* _Stated goal a_
Using the faculty biographies below, please decide whether each statement agrees with them: (i) Natalya Bromall joined RMU in 2013; (ii) Donna Cellante earned her Ed.D. from Utah State University; (iii) Natalya Bromall is currently a full Professor of CIS. Answer each with yes or no and quote the deciding words.

Natalya Bromall was born in Ivanovo, Russia, and received her BS and MS degrees in Mathematics from Ivanovo State University. She graduated from Utah State University with a Ph.D. in Business Information Systems and Education and held academic positions in multiple universities, prior to joining RMU in 2013. Dr. Bromall is currently an Associate Professor of CIS; her areas of interest include cloud services, quantitative methods, web programming, cyber security and database management. She has multiple publications in academic journals and conference proceedings, is a certified AWS Solutions Architect – Associate and a certified AWS Academy instructor.
Donna Cellante is a Professor of Computer and Information Systems at Robert Morris University. Dr. Cellante earned an Ed.D. from the University of Pittsburgh in Administrative and Policy Studies (Curriculum and Supervision). She is a certified Business, Computer, and Information Technology teacher. Dr. Cellante has been at Robert Morris University in several capacities: Professor of Computer & Information Systems, Professor of Education, Associate Dean, Department Head, Director, and Coordinator. Her research interests include women in technology, STEM + C (computing), middle school girls and computing careers, security and privacy issues, and business teacher education. She has published papers in journals such as Issues in Information Systems (IIS), Association for Information Technology Professionals (AITP), Decision Sciences Institute (NEDIS), and Business Education Forum.

* _Items_

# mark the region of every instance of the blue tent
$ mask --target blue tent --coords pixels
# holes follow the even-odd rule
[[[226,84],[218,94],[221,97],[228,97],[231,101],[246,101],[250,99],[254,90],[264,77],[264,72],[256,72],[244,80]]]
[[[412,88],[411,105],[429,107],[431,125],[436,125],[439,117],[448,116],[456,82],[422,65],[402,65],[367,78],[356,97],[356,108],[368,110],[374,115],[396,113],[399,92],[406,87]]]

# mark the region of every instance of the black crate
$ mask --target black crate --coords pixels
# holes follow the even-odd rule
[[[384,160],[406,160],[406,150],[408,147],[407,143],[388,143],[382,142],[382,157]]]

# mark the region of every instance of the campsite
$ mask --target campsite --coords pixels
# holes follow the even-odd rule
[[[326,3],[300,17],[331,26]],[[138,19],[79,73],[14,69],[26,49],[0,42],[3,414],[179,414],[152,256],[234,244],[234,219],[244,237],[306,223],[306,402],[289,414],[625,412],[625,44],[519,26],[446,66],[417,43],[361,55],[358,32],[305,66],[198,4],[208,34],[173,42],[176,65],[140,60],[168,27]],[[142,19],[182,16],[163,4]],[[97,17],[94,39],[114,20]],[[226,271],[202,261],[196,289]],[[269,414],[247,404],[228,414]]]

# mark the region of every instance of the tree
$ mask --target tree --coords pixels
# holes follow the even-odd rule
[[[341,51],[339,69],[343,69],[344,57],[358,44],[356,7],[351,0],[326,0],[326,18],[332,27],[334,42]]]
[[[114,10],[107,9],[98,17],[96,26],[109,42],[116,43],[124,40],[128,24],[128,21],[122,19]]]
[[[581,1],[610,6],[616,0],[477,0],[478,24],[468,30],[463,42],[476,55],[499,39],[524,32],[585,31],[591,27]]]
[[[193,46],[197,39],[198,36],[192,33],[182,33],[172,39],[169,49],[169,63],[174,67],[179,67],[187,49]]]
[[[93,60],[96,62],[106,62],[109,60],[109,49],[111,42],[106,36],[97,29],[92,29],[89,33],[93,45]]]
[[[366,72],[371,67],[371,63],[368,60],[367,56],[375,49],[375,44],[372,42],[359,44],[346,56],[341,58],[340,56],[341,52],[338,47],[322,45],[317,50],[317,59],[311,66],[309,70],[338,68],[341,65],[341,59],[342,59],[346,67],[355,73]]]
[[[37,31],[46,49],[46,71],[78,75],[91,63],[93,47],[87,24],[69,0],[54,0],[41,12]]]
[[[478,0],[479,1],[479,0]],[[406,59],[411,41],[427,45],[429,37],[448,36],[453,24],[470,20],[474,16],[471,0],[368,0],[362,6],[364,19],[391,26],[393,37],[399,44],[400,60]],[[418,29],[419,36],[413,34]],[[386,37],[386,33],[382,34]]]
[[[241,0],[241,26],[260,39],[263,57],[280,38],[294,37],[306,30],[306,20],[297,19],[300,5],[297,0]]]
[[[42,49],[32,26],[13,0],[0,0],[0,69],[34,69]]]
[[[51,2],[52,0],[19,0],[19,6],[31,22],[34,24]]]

* _Stated goal b_
Report how many lines of the records contain the word "black". Give only the number.

* _Right answer a_
(i) Yes: "prior to joining RMU in 2013"
(ii) No: "Dr. Cellante earned an Ed.D. from the University of Pittsburgh"
(iii) No: "Dr. Bromall is currently an Associate Professor of CIS"

* _Right answer b_
2